┌────────

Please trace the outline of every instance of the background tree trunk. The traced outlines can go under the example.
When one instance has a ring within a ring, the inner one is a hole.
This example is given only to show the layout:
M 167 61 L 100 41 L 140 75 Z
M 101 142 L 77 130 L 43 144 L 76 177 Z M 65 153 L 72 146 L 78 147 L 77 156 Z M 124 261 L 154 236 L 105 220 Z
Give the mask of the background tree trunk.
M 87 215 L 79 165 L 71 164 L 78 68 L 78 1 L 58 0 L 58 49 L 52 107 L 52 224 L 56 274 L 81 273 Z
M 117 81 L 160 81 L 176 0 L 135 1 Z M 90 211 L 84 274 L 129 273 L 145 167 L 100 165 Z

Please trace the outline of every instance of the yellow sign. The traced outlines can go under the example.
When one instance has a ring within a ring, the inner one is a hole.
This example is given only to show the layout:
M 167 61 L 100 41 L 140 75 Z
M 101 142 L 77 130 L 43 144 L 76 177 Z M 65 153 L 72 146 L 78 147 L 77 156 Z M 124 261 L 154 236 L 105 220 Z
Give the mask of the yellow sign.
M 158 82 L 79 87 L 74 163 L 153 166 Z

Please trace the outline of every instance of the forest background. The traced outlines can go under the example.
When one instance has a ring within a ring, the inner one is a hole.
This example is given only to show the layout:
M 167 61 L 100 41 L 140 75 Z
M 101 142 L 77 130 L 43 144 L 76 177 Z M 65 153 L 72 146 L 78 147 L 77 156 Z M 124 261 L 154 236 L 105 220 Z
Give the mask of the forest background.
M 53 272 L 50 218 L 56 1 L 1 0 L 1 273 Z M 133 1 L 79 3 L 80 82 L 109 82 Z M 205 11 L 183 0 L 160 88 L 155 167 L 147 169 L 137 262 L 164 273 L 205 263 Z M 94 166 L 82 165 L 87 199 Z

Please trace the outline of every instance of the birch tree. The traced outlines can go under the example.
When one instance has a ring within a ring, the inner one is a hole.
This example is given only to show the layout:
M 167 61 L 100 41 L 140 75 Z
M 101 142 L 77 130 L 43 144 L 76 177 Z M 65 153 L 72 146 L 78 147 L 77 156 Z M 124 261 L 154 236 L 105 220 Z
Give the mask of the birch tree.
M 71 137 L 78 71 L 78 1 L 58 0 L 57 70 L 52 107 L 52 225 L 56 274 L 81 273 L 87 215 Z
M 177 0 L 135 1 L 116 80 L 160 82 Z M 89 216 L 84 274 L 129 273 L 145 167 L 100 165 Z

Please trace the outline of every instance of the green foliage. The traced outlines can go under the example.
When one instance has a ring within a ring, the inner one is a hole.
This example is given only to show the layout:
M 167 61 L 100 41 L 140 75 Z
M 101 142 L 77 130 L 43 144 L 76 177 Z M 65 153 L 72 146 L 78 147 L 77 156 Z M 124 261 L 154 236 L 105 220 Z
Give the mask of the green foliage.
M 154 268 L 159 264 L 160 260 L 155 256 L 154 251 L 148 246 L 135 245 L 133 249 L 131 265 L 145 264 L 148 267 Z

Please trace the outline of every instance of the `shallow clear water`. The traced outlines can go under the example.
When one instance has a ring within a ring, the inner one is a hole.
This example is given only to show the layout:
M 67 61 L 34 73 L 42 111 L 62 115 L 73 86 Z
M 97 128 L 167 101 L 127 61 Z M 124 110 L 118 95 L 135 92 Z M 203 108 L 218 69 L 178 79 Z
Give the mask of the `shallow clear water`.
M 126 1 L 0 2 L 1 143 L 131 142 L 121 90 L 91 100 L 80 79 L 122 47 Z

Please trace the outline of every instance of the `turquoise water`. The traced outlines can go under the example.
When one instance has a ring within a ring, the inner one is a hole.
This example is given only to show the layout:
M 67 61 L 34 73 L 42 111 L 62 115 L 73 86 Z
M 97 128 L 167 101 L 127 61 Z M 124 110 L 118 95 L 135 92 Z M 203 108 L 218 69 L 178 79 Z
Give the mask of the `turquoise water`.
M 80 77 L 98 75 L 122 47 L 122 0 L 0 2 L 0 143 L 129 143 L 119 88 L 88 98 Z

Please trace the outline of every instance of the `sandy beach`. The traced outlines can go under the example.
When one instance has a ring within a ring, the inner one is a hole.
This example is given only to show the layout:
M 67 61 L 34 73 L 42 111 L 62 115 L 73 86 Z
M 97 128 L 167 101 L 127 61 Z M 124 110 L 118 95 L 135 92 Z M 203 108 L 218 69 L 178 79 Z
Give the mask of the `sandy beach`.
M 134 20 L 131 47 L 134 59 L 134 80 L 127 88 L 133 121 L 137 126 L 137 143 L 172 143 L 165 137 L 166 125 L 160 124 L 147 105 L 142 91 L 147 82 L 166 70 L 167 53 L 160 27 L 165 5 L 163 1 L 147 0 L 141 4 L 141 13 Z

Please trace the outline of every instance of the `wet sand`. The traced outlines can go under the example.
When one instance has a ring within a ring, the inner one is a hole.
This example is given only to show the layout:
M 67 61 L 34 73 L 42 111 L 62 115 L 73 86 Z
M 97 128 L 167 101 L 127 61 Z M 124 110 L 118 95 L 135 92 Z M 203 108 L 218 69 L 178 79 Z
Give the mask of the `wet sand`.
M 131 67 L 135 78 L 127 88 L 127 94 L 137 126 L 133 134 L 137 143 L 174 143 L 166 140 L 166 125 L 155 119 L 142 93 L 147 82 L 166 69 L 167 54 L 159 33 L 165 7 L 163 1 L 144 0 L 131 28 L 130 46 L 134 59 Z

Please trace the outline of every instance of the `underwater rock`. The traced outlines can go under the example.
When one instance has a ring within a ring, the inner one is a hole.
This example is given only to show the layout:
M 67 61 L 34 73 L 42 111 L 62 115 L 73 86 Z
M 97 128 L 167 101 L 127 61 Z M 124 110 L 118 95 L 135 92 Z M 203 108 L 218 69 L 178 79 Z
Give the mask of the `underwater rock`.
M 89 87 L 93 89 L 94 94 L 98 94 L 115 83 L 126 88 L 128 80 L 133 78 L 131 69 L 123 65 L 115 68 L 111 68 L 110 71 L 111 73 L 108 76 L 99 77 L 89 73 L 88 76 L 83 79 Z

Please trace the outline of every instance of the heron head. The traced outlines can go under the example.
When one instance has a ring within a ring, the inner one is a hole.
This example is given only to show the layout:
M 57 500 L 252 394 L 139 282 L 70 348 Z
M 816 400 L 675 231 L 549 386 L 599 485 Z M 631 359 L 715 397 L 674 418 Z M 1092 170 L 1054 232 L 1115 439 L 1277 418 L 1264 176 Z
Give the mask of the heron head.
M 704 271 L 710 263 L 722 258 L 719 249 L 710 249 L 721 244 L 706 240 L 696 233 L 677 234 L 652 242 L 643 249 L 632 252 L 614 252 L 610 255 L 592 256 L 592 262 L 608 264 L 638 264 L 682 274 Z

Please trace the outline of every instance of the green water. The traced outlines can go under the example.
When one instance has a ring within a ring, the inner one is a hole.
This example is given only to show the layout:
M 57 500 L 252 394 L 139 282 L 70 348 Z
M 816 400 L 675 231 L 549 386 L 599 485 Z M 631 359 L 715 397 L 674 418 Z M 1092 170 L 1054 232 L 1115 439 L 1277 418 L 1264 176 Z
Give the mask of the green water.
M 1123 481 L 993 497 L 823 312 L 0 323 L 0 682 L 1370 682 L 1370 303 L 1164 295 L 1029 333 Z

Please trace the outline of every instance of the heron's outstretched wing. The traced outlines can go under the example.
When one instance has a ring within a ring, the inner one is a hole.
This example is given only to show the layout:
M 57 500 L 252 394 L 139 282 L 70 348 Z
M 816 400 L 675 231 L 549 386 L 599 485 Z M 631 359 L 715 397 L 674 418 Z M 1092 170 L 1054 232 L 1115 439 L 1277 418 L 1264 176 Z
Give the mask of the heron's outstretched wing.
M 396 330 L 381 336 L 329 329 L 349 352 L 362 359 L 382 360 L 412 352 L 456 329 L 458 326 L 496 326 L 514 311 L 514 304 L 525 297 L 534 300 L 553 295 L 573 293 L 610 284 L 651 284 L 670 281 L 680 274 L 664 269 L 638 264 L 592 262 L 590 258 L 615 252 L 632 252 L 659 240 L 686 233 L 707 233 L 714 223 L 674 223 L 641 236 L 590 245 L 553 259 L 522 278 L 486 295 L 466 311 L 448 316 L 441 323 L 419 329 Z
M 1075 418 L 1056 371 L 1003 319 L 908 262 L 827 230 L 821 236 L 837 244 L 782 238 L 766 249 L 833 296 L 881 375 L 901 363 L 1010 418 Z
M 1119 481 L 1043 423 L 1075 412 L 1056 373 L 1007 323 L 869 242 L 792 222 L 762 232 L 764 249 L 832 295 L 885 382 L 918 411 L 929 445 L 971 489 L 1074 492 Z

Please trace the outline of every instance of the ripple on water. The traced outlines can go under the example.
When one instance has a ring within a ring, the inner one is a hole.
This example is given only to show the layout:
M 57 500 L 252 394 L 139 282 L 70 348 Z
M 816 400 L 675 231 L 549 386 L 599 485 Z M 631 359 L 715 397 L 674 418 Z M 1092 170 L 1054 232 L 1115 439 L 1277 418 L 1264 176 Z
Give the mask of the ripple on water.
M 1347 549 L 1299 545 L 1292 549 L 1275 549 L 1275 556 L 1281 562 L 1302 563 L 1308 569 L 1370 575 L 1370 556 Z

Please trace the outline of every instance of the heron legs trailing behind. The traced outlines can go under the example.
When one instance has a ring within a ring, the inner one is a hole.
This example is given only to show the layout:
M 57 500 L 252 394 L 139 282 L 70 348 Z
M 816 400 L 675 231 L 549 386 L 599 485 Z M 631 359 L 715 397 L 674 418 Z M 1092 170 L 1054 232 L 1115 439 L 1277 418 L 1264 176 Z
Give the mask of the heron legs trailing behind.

└────────

• _PROBLEM TO SOLVE_
Can you set down the entries again word for word, starting at their first line and stopping after the line that contains "M 117 81 L 160", with that line included?

• _RESPONSE TO THIS EXERCISE_
Please trace the outline of every instance of the background tree trunk. The traced outlines can go under the example.
When one instance has a ring within a ring, the inner one is a hole.
This example is given only to show the layout:
M 167 61 L 100 41 L 140 75 Z
M 101 142 L 77 130 L 43 144 L 76 177 Z M 65 153 L 72 146 L 78 147 L 77 156 Z M 124 261 L 154 236 L 105 220 Z
Give the mask of the background tree trunk.
M 87 215 L 79 165 L 71 164 L 78 68 L 78 1 L 58 0 L 58 49 L 52 107 L 52 224 L 56 274 L 81 273 Z
M 117 81 L 160 81 L 176 0 L 135 1 Z M 90 211 L 84 274 L 129 273 L 145 167 L 100 165 Z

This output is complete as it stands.